(Source data)
»»
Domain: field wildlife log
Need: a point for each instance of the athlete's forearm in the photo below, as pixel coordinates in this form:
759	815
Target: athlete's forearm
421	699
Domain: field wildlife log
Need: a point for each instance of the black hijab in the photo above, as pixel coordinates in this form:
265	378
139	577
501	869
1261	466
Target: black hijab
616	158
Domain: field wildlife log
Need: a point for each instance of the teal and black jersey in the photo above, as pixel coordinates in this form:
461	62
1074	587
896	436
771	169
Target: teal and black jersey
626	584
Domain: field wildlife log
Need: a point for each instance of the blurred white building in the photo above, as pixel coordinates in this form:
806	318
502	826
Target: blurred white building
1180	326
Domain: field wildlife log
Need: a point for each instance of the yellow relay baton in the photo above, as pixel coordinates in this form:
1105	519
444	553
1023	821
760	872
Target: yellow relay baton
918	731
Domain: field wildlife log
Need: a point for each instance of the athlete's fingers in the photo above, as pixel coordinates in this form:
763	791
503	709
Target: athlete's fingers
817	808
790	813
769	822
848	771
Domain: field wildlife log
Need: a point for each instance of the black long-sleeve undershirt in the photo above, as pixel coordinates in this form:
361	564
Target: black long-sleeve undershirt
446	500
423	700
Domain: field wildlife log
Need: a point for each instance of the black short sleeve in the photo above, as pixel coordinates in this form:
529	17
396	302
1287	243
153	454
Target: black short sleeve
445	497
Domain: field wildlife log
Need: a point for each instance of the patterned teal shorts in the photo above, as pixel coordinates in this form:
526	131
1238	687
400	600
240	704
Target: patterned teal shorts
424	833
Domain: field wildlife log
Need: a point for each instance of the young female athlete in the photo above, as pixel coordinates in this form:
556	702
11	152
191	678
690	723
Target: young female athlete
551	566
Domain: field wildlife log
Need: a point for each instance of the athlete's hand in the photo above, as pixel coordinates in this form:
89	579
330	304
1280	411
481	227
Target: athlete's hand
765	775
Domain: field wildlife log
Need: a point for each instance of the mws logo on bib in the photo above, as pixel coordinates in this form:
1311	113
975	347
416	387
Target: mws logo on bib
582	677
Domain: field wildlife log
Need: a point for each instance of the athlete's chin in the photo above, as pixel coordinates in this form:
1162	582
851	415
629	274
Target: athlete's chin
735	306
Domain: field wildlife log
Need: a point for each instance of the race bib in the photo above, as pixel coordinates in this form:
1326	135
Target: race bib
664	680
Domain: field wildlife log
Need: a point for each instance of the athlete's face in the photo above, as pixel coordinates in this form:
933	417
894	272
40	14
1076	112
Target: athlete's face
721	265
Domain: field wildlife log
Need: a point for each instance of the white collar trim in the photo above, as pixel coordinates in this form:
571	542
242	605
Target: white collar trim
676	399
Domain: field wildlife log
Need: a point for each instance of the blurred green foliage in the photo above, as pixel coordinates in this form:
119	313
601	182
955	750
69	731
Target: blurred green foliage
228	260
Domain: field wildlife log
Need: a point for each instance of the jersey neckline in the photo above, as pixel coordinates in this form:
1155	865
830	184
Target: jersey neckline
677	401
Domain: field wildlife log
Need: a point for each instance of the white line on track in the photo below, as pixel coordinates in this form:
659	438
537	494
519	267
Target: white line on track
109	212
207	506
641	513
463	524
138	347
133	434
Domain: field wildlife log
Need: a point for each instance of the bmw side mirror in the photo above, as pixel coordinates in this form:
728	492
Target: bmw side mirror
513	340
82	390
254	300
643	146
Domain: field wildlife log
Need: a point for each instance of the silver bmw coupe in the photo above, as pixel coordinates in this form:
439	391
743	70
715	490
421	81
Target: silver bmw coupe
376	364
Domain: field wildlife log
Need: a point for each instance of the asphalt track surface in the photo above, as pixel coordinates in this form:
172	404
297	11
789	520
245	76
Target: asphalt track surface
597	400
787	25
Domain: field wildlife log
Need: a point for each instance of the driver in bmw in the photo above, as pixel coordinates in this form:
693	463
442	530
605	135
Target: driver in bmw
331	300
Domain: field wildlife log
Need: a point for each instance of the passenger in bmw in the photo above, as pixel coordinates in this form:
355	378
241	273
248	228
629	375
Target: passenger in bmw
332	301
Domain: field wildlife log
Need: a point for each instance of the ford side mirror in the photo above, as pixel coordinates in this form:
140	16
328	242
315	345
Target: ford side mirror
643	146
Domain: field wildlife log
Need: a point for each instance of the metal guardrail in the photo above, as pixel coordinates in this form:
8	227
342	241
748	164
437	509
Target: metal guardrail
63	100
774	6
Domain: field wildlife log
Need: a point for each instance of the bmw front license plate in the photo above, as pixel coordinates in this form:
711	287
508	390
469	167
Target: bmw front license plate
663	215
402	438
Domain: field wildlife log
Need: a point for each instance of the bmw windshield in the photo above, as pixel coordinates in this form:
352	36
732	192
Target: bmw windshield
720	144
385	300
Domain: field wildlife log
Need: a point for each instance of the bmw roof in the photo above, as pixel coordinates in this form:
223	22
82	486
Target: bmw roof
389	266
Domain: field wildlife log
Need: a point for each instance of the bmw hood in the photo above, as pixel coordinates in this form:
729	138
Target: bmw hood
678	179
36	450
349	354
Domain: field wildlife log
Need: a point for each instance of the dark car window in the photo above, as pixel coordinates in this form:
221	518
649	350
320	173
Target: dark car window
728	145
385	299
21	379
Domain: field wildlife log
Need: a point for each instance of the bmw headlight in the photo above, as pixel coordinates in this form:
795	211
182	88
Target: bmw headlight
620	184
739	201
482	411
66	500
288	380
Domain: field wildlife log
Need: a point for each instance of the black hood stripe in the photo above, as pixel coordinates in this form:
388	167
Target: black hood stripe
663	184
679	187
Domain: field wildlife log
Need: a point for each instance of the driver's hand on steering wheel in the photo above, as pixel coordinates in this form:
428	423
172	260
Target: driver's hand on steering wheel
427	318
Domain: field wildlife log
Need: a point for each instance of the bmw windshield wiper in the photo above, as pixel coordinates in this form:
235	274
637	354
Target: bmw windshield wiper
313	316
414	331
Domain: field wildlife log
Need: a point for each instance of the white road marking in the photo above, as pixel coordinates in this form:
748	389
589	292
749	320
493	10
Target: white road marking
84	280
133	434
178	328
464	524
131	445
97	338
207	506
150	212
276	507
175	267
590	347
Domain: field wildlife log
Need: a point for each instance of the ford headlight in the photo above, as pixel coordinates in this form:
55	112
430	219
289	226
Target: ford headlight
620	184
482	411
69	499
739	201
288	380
««
▶ WHAT YOU NEED TO DO
Exactly reproduce the material above.

▶ ANSWER TO THE EXERCISE
Domain: field wildlife log
Need: a point for each instance of the athlete's forearm in the photo below, as pixel coordinates in this form:
759	815
Target: athlete's forearm
421	699
Domain: field wildlife log
Need: a point for each instance of the black hijab in the photo above, as pixel coordinates in this form:
265	378
139	577
501	869
1261	466
Target: black hijab
616	158
Domain: field wildlife log
Need: a point for each instance of the teal and black jersey in the photo above, as pixel coordinates in this form:
461	62
1074	587
896	436
771	169
Target: teal and black jersey
626	584
Domain: field wildlife log
Need: a point for each instance of the blurred white building in the photo above, as pixel coordinates in this form:
806	318
502	826
Target: blurred white building
1180	326
Domain: field wildlife log
Need: a point for each instance of the yellow relay baton in the photo above, as pixel coordinates in this form:
1105	519
444	553
1023	821
760	872
Target: yellow relay baton
918	731
Domain: field wildlife log
Need: a point for each instance of the athlete's fingers in the photo above, as pixel coordinates in this form:
763	791
503	709
Target: athlete's fingers
817	808
790	813
769	822
848	771
Domain: field wildlife log
Need: a point for each instance of the black long-sleeve undershirt in the photo above, as pixel coordinates in this form:
361	564
Target: black long-sleeve undershirt
446	500
423	700
Domain: field wildlife log
Need: a point for each instance of the black short sleeve in the photo above, as pixel coordinates in this form:
529	17
396	302
1287	243
153	454
Target: black short sleeve
445	497
Domain: field wildlife log
Need: a point for each instance of the patterned teal shorts in the photo above, as pixel coordinates in this form:
526	131
1238	687
400	600
240	704
Target: patterned teal shorts
424	833
Domain: field wildlife log
Need: a point for each instance of the young female athlete in the photo above, as pixel coordinates in this form:
556	702
11	152
191	678
690	723
Target: young female athlete
551	566
Domain: field wildlife log
Need: a point for each instance of the athlete's hand in the photo above, as pixel coordinates in this form:
89	579
330	304
1280	411
481	227
Target: athlete's hand
765	775
Domain: field wildlife log
Need: a point for each instance of the mws logo on bib in the photo above, as pixel coordinates in this form:
1311	113
975	347
416	387
Target: mws logo on bib
582	677
Domain: field wildlife log
Need: a point for each instance of the athlete's chin in the photo above, as pixel coordinates in this form:
1162	582
851	415
629	274
Target: athlete's chin
735	306
Domain: field wildlife log
Need: a point for each instance of the race bib in the photo above, as pixel coordinates in this form:
1326	135
Target: race bib
664	680
Domain: field wildlife log
Need: a point for each instance of the athlete's face in the photo above, as pixel coordinates in this form:
933	417
894	272
40	14
1076	112
Target: athlete's face
721	265
Domain: field wildlife log
Need: a point for each instance of the white collar trim in the photo above, as pixel coordinates in this form:
571	542
242	605
Target: white collar trim
676	399
Domain: field wildlife log
Need: a point for each instance of the blurred green foliage in the photo above, as pixel coordinates in this form:
119	313
601	182
955	750
69	731
Target: blurred green foliage
228	260
Domain: field wildlife log
Need: a point for each instance of the jersey neckline in the photo above, as pixel coordinates in this form:
1155	865
830	184
Target: jersey neckline
677	401
Domain: field wildlife log
Need: a point for each instance of the white line on track in the photo below, as pixel coordinates in this form:
659	438
537	494
519	267
Target: white line on track
109	212
207	506
641	513
463	524
138	347
133	434
Domain: field wildlife log
Need: a point for each instance of the bmw side mirror in the photo above, as pixel coordinates in this form:
728	492
Target: bmw side mirror
513	340
82	390
254	300
643	146
Domain: field wildlife log
Need: a point for each instance of the silver bmw coupe in the photo above, as pixel coordinates in this form:
439	391
743	70
715	490
421	81
Target: silver bmw coupe
376	364
Domain: field wildlife log
Need: a point for each instance of the asphalt track surface in the photo above, as pixel coordinates in this form:
172	404
297	11
789	520
245	76
Target: asphalt track surface
597	400
787	25
Domain: field wildlife log
Need: a point for each instance of the driver in bmw in the photo above, as pixel coordinates in this form:
693	463
442	530
605	135
Target: driver in bmw
331	300
Domain: field wildlife log
Need: a point for each instance of the passenger in bmw in the photo above, as pixel coordinates in this form:
355	378
241	273
248	228
629	375
Target: passenger in bmw
332	301
Domain: field wildlife log
Need: a point for each instance of the ford side mirror in the photo above, as pixel coordinates in this form:
140	16
328	242
315	345
Target: ford side mirror
643	146
Domain: field wildlife log
Need: a point for each instance of the metal guardrail in the photo above, as pixel coordinates in this form:
8	227
342	241
748	164
437	509
Target: metal guardrail
63	100
774	6
Domain: field wildlife log
Need: a point for each instance of the bmw front license plate in the photo above, as pixel coordinates in this form:
711	287
508	390
469	167
Target: bmw front license plate
663	215
402	438
Domain: field wildlife log
Need: a point for each instance of the bmw windshield in the photo above, as pixel coordinates in this form:
352	36
732	192
Target: bmw windshield
720	144
385	300
Domain: field wildlife log
Need: a point for each instance of the bmw roof in the photo above, as pixel coordinates in this form:
223	22
82	486
Target: bmw roof
389	266
Domain: field wildlife log
Need: a point for each instance of the bmw hood in the photo above, as pixel coordinates in this form:
729	138
Target: bmw hood
678	179
36	450
349	354
Domain: field wildlife log
Need: a point for each instance of the dark car window in the photo above, as pixel coordinates in this form:
221	518
649	350
320	173
Target: dark car window
728	145
385	299
21	379
Domain: field wildlife log
Need: a point for each instance of the bmw headlight in the photo above, as pixel coordinates in this form:
795	211
182	88
Target: bmw headlight
620	184
739	201
482	411
66	500
288	380
Domain: field wildlife log
Need: a point for each instance of the black hood stripe in the photo above, as pixel coordinates in this form:
388	167
Target: black hood stripe
663	184
679	187
Domain: field wildlife log
Need: a point for each instance of the driver's hand on steering wheel in the photo above, as pixel coordinates in this form:
428	423
172	260
Target: driver's hand on steering wheel
427	318
Domain: field wildlife log
Need: a point for each instance of the bmw windshield wiper in the photo above, as pixel coordinates in this form:
235	274
637	354
Target: bmw windshield wiper
313	316
414	331
Domain: field wildlife log
Need: a point for each instance of the white road marking in the photo above, as pixel coordinates in this form:
748	389
589	292
749	320
493	10
Target: white road marking
84	280
133	434
178	328
464	524
131	445
97	338
207	506
150	212
276	507
175	267
590	347
Domain: field wildlife log
Need: a point for each instance of the ford headlight in the photo above, as pixel coordinates in this form:
55	112
430	219
289	226
Target: ford headlight
620	184
482	411
69	499
739	201
288	380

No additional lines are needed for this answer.